■ WHAT TO WORK ON
Figure out the number of lines in the entries that hold the string "below", then give that number and nothing else.
━━━ SUPPLIED INFORMATION
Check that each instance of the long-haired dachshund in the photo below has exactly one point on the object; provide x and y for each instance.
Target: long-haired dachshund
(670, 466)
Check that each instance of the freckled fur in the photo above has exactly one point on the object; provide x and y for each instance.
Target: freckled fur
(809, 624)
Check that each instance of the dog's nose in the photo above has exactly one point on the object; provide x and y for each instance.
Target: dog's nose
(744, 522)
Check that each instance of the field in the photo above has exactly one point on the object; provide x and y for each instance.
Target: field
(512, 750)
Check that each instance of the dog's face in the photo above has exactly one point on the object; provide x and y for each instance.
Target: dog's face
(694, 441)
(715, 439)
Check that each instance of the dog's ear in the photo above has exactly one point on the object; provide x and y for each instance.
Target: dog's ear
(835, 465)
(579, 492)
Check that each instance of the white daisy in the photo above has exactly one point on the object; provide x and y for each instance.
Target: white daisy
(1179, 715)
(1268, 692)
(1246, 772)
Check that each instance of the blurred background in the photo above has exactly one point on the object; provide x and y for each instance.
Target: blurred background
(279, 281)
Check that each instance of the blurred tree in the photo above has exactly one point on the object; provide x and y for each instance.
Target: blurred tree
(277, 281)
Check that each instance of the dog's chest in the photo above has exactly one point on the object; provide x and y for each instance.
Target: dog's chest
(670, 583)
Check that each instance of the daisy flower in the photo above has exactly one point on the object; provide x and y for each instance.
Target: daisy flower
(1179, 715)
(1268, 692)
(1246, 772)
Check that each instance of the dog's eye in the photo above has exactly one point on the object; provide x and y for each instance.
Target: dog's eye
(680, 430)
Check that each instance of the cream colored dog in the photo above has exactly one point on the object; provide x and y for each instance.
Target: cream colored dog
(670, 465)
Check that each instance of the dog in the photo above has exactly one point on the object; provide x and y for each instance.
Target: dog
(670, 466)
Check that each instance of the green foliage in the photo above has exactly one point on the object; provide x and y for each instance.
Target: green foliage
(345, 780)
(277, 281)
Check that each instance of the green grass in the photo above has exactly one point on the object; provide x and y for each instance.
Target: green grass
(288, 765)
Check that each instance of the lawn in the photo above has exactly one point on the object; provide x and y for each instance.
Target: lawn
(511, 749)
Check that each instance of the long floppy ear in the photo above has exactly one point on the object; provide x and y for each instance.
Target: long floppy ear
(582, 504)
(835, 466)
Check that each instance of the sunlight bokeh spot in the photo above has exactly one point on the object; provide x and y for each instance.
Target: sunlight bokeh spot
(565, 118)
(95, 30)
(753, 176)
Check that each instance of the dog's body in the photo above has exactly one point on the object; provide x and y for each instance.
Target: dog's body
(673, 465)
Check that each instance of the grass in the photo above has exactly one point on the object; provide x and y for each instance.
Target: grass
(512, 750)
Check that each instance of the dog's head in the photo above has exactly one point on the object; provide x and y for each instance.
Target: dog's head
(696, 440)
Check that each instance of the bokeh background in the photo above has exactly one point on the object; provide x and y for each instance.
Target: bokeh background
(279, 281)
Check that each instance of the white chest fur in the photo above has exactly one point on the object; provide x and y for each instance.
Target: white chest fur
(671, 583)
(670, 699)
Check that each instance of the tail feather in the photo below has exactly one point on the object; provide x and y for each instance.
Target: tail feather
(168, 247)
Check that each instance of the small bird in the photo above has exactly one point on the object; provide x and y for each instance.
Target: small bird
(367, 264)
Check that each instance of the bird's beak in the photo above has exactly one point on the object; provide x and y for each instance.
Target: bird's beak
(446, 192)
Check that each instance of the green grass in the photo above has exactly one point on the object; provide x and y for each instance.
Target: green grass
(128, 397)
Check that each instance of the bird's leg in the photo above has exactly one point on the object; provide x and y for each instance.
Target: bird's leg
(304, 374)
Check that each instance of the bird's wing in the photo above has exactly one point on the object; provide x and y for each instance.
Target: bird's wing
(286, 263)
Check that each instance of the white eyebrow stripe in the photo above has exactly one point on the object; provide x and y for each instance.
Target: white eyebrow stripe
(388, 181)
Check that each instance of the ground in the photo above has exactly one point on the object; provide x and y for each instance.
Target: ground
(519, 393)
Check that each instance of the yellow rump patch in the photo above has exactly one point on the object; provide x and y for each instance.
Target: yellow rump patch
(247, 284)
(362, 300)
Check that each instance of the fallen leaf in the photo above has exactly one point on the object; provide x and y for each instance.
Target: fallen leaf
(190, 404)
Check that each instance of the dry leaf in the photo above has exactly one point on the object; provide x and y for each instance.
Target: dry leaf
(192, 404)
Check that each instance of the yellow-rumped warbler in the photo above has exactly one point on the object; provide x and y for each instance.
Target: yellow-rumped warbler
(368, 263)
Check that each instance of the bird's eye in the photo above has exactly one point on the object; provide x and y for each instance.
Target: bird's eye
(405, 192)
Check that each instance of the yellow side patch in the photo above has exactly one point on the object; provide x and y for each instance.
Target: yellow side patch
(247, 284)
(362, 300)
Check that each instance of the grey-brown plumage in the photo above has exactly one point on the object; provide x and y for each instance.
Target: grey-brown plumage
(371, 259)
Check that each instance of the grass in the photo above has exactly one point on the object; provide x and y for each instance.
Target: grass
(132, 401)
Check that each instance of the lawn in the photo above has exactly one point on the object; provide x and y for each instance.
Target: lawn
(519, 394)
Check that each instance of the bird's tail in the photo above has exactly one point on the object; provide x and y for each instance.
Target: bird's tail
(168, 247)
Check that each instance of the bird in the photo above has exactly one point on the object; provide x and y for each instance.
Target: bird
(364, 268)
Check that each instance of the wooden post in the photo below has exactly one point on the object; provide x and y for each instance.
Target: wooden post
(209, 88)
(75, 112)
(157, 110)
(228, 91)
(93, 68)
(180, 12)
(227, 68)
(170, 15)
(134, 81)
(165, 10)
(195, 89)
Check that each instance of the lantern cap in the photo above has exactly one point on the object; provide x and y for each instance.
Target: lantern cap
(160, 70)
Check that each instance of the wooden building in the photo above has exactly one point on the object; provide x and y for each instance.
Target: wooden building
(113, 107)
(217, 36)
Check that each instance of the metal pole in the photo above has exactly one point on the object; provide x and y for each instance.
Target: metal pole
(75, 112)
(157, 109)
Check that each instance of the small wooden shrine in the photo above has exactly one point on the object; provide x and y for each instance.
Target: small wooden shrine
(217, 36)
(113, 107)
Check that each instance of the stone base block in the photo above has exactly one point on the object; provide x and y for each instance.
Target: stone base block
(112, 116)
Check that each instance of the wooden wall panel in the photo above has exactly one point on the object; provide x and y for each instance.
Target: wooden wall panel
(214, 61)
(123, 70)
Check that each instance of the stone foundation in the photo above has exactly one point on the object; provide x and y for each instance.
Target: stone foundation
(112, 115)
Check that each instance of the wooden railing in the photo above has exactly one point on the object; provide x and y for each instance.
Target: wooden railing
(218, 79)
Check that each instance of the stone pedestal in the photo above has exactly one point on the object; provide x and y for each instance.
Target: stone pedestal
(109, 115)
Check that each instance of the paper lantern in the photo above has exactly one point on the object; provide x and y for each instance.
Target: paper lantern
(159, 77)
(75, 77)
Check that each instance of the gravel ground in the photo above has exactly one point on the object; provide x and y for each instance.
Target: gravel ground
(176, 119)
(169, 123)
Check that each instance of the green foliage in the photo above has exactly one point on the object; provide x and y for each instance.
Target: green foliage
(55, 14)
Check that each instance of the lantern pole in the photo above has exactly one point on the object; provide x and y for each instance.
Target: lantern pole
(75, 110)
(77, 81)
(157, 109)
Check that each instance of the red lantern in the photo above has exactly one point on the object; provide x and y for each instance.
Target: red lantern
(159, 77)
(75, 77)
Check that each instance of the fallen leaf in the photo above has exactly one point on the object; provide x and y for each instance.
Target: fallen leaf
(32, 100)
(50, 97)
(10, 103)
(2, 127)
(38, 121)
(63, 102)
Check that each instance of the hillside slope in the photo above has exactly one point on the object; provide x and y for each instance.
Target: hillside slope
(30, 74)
━━━━━━
■ OUTPUT
3